-------- Supplied passage
Sunday, October 25, 2009

Upside Down

Certain things are suppose to be upside down or backwards. Take for instance “Pineapple Upside Down Cake” as the obvious one. Upside down tomato plants are in vogue with the urban gardeners. Or how about how our vision is really projected upside down on our retina but it is our brain that flips it around for us. Some researchers believe that newborn babies see the world upside down for the first few days of their lives until their brains make the proper adjustments. Of course later in life those same babies turn into teenagers who then think their parents see everything upside down and have no brains.

When you encounter life changing circumstances like a death of a loved one or a life threatening diagnosis it often turns your world upside down. As we have been interacting with various patients undergoing proton beam treatment (PBT) here at Loma Linda, this has been a recurring theme. Sure we all came here by choice but it was not something we intended to do. Last October a medical trip to Southern California to treat cancer was not on our “must do before we die” list. Proton therapy might be a wonder of science and physics but it is not one of the “Wonders of the World.”

It is apparent that there are a number of elements that help in the process of turning things back around. Like with the eye and the retina ruse, the brain is vital in restoring focus for those difficult times in our lives. From those we have talked to the word “research” heads the list of activities implemented to right the ship on this course with prostate cancer. It is personal research as well as relying on the capable research of others.
----------------
Exercise objective - In the post titled "Upside Down," which word heads the list of activities that patients said they used to right the ship with prostate cancer?
-------- Records shown
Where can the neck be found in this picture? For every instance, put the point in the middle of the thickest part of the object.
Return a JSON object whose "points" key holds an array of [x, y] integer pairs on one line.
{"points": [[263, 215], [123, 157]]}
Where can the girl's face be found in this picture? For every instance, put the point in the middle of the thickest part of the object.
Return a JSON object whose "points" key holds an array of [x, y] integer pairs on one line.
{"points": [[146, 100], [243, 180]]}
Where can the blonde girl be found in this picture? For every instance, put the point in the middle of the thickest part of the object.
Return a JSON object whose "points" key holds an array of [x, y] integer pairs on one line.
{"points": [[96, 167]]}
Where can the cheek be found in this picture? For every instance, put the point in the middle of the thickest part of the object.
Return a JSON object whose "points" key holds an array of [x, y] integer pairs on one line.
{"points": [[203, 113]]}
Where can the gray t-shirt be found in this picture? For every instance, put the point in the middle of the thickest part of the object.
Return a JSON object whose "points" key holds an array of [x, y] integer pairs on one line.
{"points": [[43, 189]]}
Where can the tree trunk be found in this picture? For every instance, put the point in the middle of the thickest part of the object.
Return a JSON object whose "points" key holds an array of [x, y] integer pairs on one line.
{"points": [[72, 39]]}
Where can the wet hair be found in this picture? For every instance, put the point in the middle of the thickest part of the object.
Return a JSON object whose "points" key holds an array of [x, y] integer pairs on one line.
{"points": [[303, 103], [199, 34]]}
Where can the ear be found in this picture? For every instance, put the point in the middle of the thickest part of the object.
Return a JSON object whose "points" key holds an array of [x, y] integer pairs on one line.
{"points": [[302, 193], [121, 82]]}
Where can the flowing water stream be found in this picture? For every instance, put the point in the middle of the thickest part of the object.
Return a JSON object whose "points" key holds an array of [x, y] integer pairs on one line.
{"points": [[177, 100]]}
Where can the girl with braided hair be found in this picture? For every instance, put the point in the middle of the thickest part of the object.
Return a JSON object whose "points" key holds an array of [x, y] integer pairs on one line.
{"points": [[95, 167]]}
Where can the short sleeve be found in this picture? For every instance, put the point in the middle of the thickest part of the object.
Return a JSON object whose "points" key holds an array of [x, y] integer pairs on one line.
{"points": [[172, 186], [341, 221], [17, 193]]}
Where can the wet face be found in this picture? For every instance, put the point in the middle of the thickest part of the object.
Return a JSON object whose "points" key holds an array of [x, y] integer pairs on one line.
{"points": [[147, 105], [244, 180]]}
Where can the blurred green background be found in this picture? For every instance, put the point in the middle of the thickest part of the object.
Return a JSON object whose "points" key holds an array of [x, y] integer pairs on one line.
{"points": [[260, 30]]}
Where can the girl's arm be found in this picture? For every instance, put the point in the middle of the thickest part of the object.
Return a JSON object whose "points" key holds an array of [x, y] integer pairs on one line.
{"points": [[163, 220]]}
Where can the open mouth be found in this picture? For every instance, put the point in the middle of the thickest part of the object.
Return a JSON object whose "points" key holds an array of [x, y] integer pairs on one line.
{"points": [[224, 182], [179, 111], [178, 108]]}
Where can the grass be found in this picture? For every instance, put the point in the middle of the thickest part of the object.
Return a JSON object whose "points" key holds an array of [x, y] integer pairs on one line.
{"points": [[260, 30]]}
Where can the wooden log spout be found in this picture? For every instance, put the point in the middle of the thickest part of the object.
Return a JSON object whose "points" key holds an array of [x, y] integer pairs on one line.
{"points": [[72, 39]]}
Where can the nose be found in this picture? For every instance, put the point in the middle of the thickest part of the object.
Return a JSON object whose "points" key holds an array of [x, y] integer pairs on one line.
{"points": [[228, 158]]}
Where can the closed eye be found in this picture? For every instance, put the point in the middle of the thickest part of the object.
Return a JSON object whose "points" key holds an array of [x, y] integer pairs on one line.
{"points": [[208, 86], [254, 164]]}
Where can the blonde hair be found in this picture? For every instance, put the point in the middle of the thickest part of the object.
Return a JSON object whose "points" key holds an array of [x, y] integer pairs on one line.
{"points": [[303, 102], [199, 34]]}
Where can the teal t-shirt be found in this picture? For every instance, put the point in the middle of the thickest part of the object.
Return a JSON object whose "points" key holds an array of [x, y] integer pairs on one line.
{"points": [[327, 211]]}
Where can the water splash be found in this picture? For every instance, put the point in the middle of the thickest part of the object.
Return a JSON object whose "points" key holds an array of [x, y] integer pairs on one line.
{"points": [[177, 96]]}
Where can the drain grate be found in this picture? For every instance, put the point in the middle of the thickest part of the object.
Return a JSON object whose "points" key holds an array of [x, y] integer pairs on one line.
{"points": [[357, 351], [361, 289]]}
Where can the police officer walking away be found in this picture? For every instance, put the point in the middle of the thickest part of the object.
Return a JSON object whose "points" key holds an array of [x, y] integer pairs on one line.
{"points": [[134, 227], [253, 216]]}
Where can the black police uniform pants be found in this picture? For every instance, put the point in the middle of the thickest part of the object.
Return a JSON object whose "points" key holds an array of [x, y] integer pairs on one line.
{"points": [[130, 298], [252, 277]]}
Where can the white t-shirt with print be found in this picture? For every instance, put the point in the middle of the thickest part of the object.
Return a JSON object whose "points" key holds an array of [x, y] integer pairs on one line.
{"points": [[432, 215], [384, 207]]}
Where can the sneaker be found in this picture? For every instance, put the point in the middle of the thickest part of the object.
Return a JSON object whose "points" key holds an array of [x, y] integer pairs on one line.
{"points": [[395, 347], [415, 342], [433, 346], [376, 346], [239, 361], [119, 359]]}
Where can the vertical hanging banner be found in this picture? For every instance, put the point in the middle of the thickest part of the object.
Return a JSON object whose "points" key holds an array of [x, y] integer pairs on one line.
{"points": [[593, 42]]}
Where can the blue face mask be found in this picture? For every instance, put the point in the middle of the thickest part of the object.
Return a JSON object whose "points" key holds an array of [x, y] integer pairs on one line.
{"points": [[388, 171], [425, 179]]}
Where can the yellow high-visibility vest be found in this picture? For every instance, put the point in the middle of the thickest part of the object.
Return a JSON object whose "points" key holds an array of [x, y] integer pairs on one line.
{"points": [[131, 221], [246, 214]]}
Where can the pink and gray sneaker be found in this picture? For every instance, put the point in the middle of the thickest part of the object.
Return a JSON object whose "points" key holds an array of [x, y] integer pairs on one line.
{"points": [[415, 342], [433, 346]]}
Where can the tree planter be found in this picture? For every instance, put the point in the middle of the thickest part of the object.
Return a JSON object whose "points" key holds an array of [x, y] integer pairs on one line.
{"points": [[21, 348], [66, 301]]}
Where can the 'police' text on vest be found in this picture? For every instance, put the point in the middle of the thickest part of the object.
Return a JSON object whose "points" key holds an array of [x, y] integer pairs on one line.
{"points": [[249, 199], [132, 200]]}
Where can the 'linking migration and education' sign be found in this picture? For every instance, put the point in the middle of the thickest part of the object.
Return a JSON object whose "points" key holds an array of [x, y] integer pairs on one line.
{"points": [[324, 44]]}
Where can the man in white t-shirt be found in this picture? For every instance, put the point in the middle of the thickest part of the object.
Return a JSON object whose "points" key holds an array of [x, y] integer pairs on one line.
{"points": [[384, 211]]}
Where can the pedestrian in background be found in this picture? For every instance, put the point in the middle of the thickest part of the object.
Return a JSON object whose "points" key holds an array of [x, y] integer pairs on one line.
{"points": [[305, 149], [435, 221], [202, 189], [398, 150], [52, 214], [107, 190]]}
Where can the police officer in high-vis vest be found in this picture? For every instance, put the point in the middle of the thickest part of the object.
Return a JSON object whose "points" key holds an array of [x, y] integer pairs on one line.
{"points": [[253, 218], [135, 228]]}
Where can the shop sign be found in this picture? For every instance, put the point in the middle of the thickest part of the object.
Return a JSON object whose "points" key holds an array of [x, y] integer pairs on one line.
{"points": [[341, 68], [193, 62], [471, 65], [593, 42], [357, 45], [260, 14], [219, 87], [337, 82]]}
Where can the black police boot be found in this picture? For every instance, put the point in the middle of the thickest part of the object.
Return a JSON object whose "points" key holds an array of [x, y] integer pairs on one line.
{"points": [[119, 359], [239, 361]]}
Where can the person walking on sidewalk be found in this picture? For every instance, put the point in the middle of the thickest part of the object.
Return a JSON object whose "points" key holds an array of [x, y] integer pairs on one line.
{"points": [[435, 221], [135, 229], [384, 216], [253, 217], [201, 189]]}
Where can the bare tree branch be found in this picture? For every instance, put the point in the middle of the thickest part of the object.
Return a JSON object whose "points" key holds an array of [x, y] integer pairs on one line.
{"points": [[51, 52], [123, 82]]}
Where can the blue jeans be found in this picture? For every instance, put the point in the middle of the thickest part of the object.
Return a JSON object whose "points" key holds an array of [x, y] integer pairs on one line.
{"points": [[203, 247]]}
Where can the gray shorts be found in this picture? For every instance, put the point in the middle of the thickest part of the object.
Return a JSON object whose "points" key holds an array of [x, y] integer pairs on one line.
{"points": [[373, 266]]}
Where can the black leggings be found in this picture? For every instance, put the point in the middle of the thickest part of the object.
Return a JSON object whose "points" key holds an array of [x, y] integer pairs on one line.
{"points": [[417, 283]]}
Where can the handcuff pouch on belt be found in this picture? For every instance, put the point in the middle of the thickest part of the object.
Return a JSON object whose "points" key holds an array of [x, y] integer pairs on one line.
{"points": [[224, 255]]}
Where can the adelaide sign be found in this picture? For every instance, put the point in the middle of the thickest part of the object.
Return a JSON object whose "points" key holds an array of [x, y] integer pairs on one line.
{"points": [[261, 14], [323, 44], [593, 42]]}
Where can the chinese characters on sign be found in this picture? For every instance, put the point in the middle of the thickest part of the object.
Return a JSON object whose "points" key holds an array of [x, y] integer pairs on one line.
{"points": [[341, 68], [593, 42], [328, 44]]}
----------------
Answer box - The word "research" heads the list.